*Tugas*: Bisakah Anda menuliskan ulang seluruh kutipan tentang Makassar di bawah ini tanpa mengubah satu kata atau tanda baca pun?

*Kutipan*:
__________

Makassar cukup bersejarah buat saya, karena ini kota yang pertama kali saya datangi naik kapal Pelni Tilongkabila dari Labuan Bajo (kapal yang asyik, kita bisa nonton pilm layar tancep sambil makan pop mie). Tahun 2008 saya mengunjungi Makassar dalam perjalanan ke Tana Toraja, jadi nggak banyak yang saya inget dari kota ini kecuali coto-nya. Klise memang, tapi untuk benar-benar merasa di Makassar kita harus tahu bedanya soto dengan coto (kalo ada yang bilang soto pake daging sapi dan coto pake daging capi, mohon maap jawaban anda SALAH ya). Intinya sih, kalo di Makassar pesan saja coto, soalnya kalau pesannya soto, bikin kita pingin naik pesawat PP ke Semarang, beli soto semangkok dan dibawa untuk ditunjukin ke penjualnya gimana yang namanya soto itu seharusnya dibikin. Soto di Makassar adalah semacam coto tapi kayaknya dibikin waktu mati lampu.

__________

*Data Mentah*:
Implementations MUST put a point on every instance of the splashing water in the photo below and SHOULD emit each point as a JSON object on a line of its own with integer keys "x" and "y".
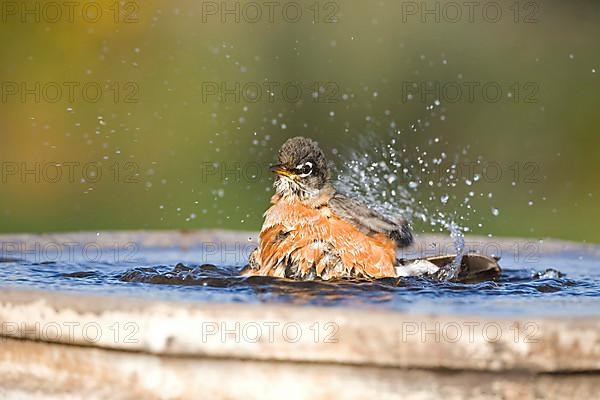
{"x": 399, "y": 178}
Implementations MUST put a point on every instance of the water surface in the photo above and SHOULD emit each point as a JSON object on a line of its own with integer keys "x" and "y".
{"x": 561, "y": 284}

__________

*Hasil Latihan*:
Makassar cukup bersejarah buat saya, karena ini kota yang pertama kali saya datangi naik kapal Pelni Tilongkabila dari Labuan Bajo (kapal yang asyik, kita bisa nonton pilm layar tancep sambil makan pop mie). Tahun 2008 saya mengunjungi Makassar dalam perjalanan ke Tana Toraja, jadi nggak banyak yang saya inget dari kota ini kecuali coto-nya. Klise memang, tapi untuk benar-benar merasa di Makassar kita harus tahu bedanya soto dengan coto (kalo ada yang bilang soto pake daging sapi dan coto pake daging capi, mohon maap jawaban anda SALAH ya). Intinya sih, kalo di Makassar pesan saja coto, soalnya kalau pesannya soto, bikin kita pingin naik pesawat PP ke Semarang, beli soto semangkok dan dibawa untuk ditunjukin ke penjualnya gimana yang namanya soto itu seharusnya dibikin. Soto di Makassar adalah semacam coto tapi kayaknya dibikin waktu mati lampu.